• EXERCISE DESCRIPTION: Return every line of the records below that contains the string "hallway". Treat the match as case-sensitive.
——————————
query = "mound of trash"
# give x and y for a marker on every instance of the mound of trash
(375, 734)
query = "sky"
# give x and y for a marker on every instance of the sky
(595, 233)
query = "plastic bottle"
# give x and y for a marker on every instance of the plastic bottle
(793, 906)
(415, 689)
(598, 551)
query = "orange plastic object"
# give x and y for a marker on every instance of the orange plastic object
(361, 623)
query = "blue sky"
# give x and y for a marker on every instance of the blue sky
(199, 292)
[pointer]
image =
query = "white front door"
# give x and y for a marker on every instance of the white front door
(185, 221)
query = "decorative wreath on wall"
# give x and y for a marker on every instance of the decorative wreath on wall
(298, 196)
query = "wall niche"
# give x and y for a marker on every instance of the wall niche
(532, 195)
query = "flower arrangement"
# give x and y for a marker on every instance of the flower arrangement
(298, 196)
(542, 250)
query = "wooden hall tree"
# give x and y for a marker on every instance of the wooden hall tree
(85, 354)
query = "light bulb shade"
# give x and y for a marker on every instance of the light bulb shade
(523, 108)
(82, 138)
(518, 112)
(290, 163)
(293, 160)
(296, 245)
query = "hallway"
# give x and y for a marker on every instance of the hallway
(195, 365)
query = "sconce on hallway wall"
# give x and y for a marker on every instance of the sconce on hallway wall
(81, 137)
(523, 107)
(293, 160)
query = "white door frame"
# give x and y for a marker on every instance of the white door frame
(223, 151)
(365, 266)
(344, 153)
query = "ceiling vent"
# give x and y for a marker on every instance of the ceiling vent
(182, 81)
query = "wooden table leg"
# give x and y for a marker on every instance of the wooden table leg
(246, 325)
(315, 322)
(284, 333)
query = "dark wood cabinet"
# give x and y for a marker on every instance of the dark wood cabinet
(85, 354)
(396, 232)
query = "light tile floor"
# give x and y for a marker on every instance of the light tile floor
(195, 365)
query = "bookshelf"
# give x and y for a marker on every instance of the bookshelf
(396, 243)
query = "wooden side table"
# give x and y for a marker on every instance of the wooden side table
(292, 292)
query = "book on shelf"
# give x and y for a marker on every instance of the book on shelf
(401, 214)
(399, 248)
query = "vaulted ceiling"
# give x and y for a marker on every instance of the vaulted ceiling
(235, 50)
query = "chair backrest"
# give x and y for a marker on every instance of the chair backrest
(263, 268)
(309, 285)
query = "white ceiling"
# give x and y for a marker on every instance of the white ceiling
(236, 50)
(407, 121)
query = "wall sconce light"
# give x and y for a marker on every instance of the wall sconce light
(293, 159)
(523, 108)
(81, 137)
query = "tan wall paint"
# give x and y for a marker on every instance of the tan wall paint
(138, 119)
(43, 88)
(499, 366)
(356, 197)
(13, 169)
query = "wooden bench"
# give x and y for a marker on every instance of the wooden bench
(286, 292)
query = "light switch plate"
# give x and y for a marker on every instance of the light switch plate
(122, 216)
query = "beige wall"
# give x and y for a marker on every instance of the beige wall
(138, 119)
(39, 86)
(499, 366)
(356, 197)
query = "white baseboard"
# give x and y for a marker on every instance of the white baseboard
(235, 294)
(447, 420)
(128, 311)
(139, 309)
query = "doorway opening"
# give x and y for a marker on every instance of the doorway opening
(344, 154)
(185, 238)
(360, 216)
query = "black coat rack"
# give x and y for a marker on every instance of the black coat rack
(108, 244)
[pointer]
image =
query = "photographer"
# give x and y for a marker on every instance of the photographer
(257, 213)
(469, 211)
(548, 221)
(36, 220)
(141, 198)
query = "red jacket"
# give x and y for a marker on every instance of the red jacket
——————————
• TASK SOLUTION:
query = "hallway"
# give x and y for a marker on every instance of the hallway
query = "sconce on hallway wall"
# give x and y for a marker on every instance of the sconce on hallway wall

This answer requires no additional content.